_EXERCISE_: Type out every entry again, character for character.

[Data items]
>>>>>

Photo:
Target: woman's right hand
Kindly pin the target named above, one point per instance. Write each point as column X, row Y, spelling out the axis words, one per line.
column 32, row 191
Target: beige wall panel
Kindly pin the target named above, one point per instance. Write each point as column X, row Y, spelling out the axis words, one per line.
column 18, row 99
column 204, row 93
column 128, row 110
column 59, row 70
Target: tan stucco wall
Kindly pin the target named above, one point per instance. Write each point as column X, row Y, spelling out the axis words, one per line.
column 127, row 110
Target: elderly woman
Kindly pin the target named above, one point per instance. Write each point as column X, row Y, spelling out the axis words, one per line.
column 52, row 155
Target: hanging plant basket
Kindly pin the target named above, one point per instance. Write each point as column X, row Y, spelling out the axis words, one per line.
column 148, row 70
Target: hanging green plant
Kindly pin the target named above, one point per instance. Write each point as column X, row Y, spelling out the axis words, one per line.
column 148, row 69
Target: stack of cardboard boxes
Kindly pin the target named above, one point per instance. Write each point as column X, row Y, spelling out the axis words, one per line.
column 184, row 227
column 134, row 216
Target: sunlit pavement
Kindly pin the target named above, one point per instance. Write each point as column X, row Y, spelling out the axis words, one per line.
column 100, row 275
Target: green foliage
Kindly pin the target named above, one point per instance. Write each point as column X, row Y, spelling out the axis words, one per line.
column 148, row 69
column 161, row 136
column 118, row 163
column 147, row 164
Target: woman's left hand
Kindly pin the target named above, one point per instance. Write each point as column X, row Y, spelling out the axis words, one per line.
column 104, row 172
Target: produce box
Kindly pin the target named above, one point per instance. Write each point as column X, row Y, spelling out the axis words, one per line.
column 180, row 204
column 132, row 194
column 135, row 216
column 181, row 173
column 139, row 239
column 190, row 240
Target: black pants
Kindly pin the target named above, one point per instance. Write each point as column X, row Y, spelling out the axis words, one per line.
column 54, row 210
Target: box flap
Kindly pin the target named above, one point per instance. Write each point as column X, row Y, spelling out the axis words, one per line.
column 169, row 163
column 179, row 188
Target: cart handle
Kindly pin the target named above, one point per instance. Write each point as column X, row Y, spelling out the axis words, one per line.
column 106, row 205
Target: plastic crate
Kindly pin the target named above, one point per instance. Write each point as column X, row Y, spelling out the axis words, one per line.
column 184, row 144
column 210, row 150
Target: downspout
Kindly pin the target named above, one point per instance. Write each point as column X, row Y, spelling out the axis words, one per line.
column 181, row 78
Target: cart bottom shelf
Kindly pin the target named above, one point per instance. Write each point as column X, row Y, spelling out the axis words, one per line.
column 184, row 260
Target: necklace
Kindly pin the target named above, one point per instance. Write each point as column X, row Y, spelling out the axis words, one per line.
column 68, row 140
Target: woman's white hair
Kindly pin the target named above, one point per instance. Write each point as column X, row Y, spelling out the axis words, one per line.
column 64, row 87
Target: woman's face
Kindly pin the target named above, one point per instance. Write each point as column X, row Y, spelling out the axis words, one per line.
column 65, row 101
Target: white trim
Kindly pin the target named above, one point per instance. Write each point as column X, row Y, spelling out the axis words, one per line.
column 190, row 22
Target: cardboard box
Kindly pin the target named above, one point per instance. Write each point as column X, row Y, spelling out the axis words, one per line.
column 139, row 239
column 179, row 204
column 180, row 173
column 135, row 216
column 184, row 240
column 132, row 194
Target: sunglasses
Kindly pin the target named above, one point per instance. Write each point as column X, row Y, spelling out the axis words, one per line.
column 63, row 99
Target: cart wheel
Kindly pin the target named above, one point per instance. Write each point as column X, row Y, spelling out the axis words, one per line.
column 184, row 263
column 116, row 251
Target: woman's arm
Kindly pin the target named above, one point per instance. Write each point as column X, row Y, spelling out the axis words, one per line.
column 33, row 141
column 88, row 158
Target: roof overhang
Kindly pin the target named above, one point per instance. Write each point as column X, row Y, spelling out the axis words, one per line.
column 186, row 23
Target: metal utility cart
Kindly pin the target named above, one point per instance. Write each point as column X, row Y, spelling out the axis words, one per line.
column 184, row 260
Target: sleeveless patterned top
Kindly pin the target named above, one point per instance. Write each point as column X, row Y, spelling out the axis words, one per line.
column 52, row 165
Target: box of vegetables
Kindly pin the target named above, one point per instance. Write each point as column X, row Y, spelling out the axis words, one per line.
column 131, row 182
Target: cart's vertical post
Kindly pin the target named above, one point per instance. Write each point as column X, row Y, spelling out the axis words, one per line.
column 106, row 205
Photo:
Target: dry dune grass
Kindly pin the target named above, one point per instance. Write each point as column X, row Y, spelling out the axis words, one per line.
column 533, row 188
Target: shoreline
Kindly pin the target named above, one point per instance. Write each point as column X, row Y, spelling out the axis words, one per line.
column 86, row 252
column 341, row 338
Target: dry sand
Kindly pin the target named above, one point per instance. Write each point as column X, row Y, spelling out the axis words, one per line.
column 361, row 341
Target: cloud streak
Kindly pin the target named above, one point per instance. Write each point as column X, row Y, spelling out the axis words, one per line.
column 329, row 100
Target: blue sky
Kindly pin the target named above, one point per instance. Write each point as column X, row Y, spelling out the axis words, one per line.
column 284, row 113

<<<<<

_SOLUTION TO THIS EXERCISE_:
Photo:
Target: woman's right hand
Kindly pin the target named above, one point per instance. Write each point as column X, row Y, spelling out the axis words, one per line.
column 32, row 191
Target: beige wall panel
Kindly pin the target named above, one point per instance. Write each point as column X, row Y, spelling out the axis words, one per line.
column 18, row 99
column 204, row 93
column 128, row 110
column 59, row 70
Target: tan stucco wall
Kindly pin the target named above, one point per instance. Write each point as column X, row Y, spelling out the axis words, one per line.
column 127, row 110
Target: elderly woman
Kindly pin the target named above, one point per instance. Write each point as column X, row Y, spelling out the axis words, one per line.
column 52, row 155
Target: hanging plant basket
Kindly pin the target named above, one point per instance. Write each point as column X, row Y, spelling out the axis words, one per line.
column 148, row 70
Target: hanging green plant
Kindly pin the target named above, one point per instance. Write each point as column X, row Y, spelling out the axis words, one per line.
column 148, row 69
Target: stack of cardboard boxes
Kindly pin the target named above, one point per instance. Write each point as column X, row Y, spelling out the axis words, one per line.
column 184, row 227
column 134, row 216
Target: sunlit pavement
Kindly pin the target named above, one point per instance. Write each point as column X, row Y, spelling out the axis words, one per line.
column 100, row 275
Target: green foliage
Kindly pin the target named above, one point per instance. Write each point as column X, row Y, spelling out the axis words, one per line.
column 148, row 69
column 161, row 136
column 118, row 163
column 147, row 164
Target: woman's left hand
Kindly pin the target named above, one point per instance. Write each point as column X, row Y, spelling out the axis words, one per line.
column 104, row 172
Target: produce box
Kindly pin the target named above, one point per instance. Write each point as column X, row Y, spelling out the axis words, one per line.
column 180, row 204
column 132, row 194
column 135, row 216
column 181, row 173
column 139, row 239
column 190, row 240
Target: black pants
Kindly pin the target named above, one point per instance. Write each point as column X, row Y, spelling out the axis words, one per line.
column 54, row 210
Target: box flap
Kindly pin the target named above, one point per instance. Write each point as column X, row Y, spelling out the axis words, one per line.
column 169, row 163
column 179, row 188
Target: cart handle
Kindly pin the target named above, one point per instance. Write each point as column X, row Y, spelling out the axis words, one per line.
column 106, row 205
Target: plastic crate
Kindly pin the target named above, one point per instance. Write each point as column X, row Y, spelling out the axis words, one per line.
column 184, row 144
column 210, row 150
Target: downspout
Kindly pin the target named above, one point per instance. Write each point as column X, row Y, spelling out the axis words, one per line.
column 181, row 78
Target: cart bottom shelf
Kindly pin the target named above, one point per instance. Write each point as column X, row Y, spelling out the axis words, one per line.
column 184, row 260
Target: necklace
Kindly pin the target named above, one point per instance. Write each point as column X, row Y, spelling out the axis words, one per line.
column 68, row 140
Target: woman's white hair
Kindly pin the target named above, one point per instance. Write each point as column X, row Y, spelling out the axis words, one per line.
column 64, row 87
Target: woman's face
Kindly pin the target named above, one point per instance. Write each point as column X, row Y, spelling out the axis words, one per line.
column 65, row 101
Target: white trim
Kindly pin the target named above, one point per instance. Write each point as column X, row Y, spelling out the axis words, one per line.
column 190, row 22
Target: cardboard box
Kindly pin the target named above, one point per instance. Write each point as column X, row Y, spelling out the axis words, one per line.
column 139, row 239
column 179, row 204
column 180, row 173
column 135, row 216
column 184, row 240
column 132, row 194
Target: sunglasses
Kindly pin the target named above, one point per instance. Write each point as column X, row Y, spelling out the axis words, one per line.
column 63, row 99
Target: cart wheel
Kindly pin the target named above, one point per instance. Write each point as column X, row Y, spelling out the axis words, one per line.
column 184, row 263
column 116, row 251
Target: woman's arm
Kindly pin the target named above, one point per instance. Write each point as column X, row Y, spelling out the axis words, one per line.
column 33, row 141
column 88, row 158
Target: roof overhang
Kindly pin the target named above, one point per instance. Write each point as column X, row Y, spelling out the axis words, one per line.
column 186, row 23
Target: metal utility cart
Kindly pin the target named above, one point per instance. Write each point as column X, row Y, spelling out the axis words, one per line.
column 184, row 260
Target: sleeveless patterned top
Kindly pin the target named above, one point per instance. Write each point as column X, row Y, spelling out the axis words, one per line.
column 52, row 165
Target: box of vegetables
Kindly pin the target named above, one point per instance. Write each point as column X, row Y, spelling out the axis words, one per line.
column 131, row 182
Target: cart's vertical post
Kindly pin the target named above, one point per instance. Write each point as column X, row Y, spelling out the axis words, one per line.
column 106, row 205
Photo:
Target: dry dune grass
Kindly pin the target named above, one point per instance. Write each point as column X, row Y, spelling out the axis words, one per line.
column 533, row 188
Target: shoreline
Kindly pin the target named above, one point per instance. Write each point as column X, row Y, spelling out the axis words, one per line.
column 86, row 252
column 341, row 338
Target: dry sand
Kindly pin the target named above, one point per instance. Write each point as column X, row Y, spelling out the axis words, one per line.
column 361, row 341
Target: cloud streak
Kindly pin the target named above, one point per instance. Write each point as column X, row Y, spelling out the axis words, one per line.
column 329, row 100
Target: blue sky
Kindly pin the target named above, one point per instance. Write each point as column X, row Y, spelling out the axis words, one per line.
column 284, row 113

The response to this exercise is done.